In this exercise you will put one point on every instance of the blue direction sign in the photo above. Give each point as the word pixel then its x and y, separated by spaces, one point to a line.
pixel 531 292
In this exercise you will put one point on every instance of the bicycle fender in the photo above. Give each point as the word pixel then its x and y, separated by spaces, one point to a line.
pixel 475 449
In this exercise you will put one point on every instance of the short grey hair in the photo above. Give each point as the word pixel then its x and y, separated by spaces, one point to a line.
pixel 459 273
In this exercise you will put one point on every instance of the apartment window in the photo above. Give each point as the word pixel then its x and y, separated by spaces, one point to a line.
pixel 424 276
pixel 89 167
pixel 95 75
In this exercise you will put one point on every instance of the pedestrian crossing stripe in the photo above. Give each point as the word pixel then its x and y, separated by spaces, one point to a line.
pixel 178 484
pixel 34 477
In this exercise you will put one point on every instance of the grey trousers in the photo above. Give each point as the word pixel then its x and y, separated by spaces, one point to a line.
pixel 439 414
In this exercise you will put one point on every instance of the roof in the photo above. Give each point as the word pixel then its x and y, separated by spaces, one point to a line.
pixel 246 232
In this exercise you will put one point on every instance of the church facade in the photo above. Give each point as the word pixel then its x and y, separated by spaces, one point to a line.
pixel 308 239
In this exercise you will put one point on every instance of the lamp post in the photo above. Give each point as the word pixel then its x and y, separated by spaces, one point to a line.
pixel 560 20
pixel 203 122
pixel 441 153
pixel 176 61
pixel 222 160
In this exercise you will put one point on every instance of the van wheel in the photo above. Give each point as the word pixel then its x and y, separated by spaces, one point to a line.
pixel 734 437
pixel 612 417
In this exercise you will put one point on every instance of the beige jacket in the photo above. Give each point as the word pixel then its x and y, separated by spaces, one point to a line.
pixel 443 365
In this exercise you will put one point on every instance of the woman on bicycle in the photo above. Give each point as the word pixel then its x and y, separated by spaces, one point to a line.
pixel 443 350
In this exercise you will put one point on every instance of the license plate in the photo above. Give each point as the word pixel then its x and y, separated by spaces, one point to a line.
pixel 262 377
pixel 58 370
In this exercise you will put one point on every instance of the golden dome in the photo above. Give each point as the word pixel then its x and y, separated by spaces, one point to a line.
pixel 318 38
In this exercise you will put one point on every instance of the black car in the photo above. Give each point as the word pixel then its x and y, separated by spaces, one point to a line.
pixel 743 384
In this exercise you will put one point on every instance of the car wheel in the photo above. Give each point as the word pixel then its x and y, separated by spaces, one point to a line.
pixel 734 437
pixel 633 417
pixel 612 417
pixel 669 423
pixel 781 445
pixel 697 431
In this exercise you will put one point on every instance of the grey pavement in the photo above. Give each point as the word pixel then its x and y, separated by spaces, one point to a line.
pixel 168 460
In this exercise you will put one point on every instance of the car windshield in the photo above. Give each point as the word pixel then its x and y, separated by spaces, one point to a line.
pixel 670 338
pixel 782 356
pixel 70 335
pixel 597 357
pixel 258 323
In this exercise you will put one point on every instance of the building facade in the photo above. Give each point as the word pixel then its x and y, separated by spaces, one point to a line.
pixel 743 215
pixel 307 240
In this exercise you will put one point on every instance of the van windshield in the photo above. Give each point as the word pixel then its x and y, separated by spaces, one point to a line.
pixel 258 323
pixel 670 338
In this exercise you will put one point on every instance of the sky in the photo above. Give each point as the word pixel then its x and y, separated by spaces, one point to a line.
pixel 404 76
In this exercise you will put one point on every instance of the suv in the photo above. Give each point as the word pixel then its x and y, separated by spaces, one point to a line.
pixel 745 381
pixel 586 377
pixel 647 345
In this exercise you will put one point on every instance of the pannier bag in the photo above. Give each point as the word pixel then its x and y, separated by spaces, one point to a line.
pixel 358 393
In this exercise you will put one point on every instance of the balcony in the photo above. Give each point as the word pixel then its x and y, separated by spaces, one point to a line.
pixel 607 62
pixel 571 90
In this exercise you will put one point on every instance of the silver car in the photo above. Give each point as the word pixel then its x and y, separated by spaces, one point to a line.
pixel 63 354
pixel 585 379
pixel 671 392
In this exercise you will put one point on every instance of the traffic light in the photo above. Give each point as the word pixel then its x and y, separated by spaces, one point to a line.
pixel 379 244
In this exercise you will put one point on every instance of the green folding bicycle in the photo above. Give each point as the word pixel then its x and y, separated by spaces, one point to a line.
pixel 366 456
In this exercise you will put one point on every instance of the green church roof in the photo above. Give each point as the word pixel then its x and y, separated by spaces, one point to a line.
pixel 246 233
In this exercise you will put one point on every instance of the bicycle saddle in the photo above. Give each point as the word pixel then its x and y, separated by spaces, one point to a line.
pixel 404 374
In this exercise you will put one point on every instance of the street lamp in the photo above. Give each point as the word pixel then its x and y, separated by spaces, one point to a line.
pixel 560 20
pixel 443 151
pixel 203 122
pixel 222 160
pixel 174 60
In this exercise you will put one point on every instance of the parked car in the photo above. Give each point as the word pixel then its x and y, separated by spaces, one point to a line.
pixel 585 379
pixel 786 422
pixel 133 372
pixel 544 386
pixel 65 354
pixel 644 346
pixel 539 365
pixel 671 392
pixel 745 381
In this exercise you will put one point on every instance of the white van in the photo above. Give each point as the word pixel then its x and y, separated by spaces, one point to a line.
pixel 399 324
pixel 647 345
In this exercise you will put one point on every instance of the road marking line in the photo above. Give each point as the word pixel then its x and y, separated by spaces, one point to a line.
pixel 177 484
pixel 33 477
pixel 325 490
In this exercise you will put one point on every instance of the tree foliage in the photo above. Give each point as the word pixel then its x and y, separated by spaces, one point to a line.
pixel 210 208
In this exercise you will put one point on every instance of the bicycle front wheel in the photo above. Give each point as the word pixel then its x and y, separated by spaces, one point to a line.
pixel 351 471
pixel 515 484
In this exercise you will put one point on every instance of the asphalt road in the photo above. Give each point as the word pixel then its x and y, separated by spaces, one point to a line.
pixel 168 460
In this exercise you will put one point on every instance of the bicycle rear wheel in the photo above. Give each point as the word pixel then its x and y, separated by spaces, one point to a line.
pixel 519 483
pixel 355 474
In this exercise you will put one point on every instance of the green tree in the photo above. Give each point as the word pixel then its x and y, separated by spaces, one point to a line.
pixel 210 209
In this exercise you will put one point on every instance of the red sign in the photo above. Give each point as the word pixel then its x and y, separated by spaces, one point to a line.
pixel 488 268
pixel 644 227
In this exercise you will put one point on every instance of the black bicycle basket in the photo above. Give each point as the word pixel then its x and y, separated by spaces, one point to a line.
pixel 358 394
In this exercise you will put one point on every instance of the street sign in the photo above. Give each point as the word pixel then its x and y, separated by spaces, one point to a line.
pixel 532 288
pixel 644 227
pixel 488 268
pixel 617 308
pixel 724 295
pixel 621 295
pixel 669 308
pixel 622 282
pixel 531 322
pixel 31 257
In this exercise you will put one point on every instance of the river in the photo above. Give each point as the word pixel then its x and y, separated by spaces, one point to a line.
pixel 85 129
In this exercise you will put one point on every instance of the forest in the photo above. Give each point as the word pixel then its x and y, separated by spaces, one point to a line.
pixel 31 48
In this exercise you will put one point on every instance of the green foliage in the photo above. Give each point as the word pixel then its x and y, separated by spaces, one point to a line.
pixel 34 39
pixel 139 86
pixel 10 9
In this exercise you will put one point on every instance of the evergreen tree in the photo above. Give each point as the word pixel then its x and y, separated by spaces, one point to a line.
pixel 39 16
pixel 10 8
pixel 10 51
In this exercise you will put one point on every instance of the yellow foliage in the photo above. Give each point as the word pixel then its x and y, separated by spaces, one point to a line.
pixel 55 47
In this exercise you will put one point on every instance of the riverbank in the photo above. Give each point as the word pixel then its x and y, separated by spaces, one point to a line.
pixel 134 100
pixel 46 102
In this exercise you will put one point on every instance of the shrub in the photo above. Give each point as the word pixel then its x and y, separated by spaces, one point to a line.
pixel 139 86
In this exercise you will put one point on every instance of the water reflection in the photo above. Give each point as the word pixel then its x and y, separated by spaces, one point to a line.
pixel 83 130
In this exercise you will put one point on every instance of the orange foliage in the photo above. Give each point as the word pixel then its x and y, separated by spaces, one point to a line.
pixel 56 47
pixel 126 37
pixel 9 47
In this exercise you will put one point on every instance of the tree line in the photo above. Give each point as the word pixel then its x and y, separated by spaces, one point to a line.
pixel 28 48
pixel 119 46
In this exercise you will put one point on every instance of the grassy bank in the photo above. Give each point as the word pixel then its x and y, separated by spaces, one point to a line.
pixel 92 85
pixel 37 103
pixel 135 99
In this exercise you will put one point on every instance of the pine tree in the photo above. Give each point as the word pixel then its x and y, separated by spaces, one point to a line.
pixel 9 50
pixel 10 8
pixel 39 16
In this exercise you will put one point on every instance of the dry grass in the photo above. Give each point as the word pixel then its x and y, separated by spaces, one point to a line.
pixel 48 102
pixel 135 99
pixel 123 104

Required work: What is needed is a word-for-word restatement of every line from the one with "of the pine" to the end of the entries above.

Output of the exercise:
In this exercise you will put one point on every instance of the pine tree in the photo above. Give each point as the word pixel then its x and y, separated by spaces, one point to a line.
pixel 9 50
pixel 10 8
pixel 39 16
In this exercise you will put one point on every instance of the dry grass in the photo above. Give each point as the word pixel then its x and y, separated by spaces, one point to a line.
pixel 48 102
pixel 135 99
pixel 123 104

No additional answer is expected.